___ Text block ___
Park City Group, Inc.(Exact name of small business issuer as specified in its charter)
Nevada
(State or other jurisdiction of incorporation or organization)
371454128
(IRS Employer Identification No.)
299 S Main Street, Suite 2370, Salt Lake City, Utah 84111
(Address of principal executive offices)
435-645-2100
(Registrant's Telephone number)
Not Applicable
(Former Name or Former Address, if Changed Since Last Report)
Check the appropriate box below if the Form 8-K filing is intended to simultaneously satisfy the filing obligation of the registrant under any of the following provisions (see General Instruction A.2. below):
[ ] Written communications pursuant to Rule 425 under the Securities Act (17 CFR 230.425)
[ ] Soliciting material pursuant to Rule 14a-12 under the Exchange Act (17 CFR 240.14a-12)
[ ] Pre-commencement communications pursuant to Rule 14d-2(b) under the Exchange Act (17 CFR 240.14d-2(b))
[ ] Pre-commencement communications pursuant to Rule 13e-4(c) under the Exchange Act (17 CFR 240.13e-4(c))
Item 3.01 Notice of Delisting or Failure to Satisfy a Continued Listing Rule or Standard; Transfer of Listing.
___
What to do:
• 1. Answer these from the Form 8-K cover page:
(a) In which state is Park City Group, Inc. incorporated?
(b) What telephone number is given for the registrant?
(c) Which rule under the Securities Act is named for written communications?
• 2. Return the stretch of the Form 8-K cover page from "Check the appropriate" through "(17 CFR 240.14a-12)", word for word.
The entries that come after the Form 8-K cover page are not needed for any of this work.
___ Data records ___
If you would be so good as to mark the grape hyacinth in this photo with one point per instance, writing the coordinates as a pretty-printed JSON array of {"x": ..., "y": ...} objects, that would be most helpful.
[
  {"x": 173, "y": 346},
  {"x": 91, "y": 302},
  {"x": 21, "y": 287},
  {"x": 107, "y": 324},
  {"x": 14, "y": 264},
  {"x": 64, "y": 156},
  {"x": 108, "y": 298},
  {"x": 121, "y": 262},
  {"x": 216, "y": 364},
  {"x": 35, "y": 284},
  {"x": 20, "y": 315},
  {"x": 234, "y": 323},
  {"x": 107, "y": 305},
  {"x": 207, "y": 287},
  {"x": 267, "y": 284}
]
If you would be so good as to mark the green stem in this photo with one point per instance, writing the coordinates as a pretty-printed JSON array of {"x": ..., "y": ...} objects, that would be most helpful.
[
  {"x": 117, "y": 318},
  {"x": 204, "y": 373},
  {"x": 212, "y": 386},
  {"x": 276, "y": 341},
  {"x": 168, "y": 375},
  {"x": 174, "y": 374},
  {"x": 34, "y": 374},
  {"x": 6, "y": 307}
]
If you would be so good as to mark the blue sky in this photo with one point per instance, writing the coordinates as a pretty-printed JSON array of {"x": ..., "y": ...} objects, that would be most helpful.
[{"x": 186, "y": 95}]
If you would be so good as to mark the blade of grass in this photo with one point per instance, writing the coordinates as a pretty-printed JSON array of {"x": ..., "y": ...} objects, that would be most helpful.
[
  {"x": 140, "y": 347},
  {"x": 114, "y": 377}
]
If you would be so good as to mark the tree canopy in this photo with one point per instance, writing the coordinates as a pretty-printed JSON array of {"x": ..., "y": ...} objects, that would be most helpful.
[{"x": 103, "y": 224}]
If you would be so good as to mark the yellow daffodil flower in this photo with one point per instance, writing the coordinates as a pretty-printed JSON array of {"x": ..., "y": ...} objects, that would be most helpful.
___
Results in order:
• 1.
(a) Nevada
(b) 435-645-2100
(c) Rule 425 (17 CFR 230.425)

• 2.
Check the appropriate box below if the Form 8-K filing is intended to simultaneously satisfy the filing obligation of the registrant under any of the following provisions (see General Instruction A.2. below):
[ ] Written communications pursuant to Rule 425 under the Securities Act (17 CFR 230.425)
[ ] Soliciting material pursuant to Rule 14a-12 under the Exchange Act (17 CFR 240.14a-12)